Could you please retype exactly the lines from the start of the records below through the line that contains "pixel 476 734", both included, and leave out the pictures?

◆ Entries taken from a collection
========================================

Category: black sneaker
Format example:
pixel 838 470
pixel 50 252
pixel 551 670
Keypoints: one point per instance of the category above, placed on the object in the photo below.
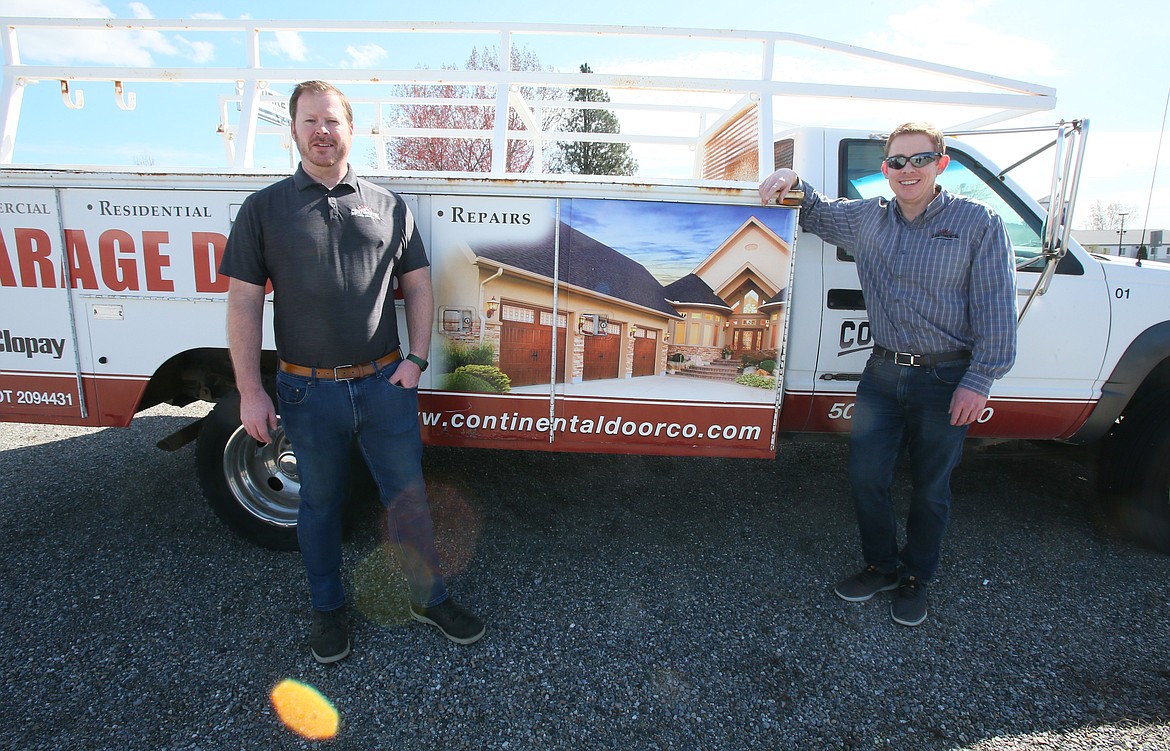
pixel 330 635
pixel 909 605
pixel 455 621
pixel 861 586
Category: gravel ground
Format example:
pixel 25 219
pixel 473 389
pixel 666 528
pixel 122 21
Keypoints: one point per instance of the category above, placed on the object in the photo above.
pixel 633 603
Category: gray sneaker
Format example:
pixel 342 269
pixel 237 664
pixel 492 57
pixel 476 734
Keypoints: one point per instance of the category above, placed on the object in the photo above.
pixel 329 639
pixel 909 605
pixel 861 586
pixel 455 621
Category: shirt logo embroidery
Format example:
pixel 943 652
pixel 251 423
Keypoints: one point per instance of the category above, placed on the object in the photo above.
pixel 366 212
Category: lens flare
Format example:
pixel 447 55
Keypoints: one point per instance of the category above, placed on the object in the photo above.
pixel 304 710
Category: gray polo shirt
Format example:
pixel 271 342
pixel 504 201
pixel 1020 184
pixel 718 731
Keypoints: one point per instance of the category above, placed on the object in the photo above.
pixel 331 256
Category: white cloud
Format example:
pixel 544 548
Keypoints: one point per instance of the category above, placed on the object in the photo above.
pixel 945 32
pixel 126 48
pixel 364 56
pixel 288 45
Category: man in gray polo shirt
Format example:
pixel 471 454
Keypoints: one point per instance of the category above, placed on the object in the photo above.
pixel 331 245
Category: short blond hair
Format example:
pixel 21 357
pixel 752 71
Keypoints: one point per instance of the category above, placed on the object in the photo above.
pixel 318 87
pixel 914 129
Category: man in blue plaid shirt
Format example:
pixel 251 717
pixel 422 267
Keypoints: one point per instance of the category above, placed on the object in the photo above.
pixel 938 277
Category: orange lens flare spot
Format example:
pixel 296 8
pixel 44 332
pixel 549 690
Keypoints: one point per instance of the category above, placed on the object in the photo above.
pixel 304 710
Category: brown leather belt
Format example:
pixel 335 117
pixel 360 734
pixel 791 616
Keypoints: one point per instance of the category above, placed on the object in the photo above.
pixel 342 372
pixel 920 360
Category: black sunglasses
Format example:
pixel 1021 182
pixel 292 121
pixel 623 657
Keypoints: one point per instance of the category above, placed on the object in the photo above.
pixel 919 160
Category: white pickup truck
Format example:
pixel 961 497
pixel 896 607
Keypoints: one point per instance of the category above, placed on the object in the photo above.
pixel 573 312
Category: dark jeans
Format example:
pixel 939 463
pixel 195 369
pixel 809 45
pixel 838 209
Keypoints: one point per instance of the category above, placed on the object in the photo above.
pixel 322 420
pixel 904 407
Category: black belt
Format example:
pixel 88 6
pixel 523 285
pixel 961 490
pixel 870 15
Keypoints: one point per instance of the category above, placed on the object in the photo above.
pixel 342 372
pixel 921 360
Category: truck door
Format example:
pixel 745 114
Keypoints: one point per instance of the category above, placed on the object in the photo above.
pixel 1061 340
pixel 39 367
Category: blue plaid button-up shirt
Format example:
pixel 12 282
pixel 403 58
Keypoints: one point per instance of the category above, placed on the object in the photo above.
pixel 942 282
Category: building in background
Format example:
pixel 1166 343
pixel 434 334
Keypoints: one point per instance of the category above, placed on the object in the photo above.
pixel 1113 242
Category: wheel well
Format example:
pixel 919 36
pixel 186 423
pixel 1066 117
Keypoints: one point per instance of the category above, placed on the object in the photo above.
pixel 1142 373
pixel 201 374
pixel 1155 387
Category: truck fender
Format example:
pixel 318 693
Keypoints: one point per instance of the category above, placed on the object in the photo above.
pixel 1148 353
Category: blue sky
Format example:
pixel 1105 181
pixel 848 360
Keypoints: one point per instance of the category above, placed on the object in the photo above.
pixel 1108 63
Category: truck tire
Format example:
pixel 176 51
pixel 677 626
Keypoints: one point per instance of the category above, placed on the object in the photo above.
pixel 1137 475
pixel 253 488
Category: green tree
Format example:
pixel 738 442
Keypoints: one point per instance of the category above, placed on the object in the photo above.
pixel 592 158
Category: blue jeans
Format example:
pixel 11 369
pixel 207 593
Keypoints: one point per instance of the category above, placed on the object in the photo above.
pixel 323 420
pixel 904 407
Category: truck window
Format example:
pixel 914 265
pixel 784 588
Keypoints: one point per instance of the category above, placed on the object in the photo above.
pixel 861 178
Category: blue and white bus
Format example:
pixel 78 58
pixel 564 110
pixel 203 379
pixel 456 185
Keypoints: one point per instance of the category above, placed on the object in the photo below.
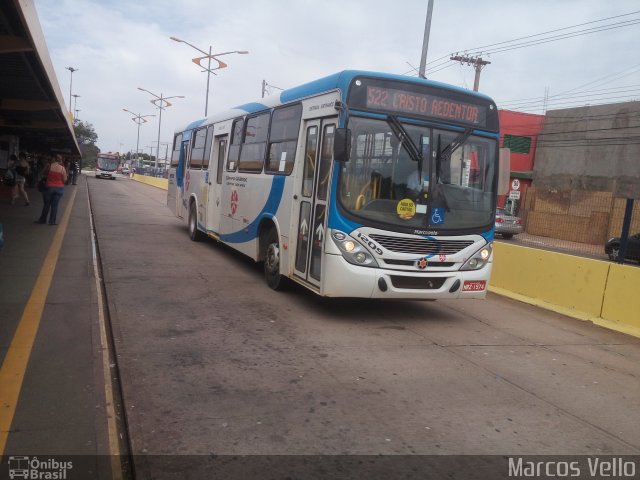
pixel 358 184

========================================

◆ Written answer
Category: black sneaker
Format example:
pixel 838 470
pixel 50 252
pixel 551 670
Keypoints: one point per instance of the category above, placed on the object in the photo below.
pixel 330 635
pixel 909 605
pixel 455 621
pixel 861 586
Category: gravel ground
Format example:
pixel 25 219
pixel 473 389
pixel 666 528
pixel 122 21
Keypoints: one point per instance of the category above, placed on the object in the photo above.
pixel 633 603
Category: gray sneaker
Format example:
pixel 342 269
pixel 237 664
pixel 492 57
pixel 476 734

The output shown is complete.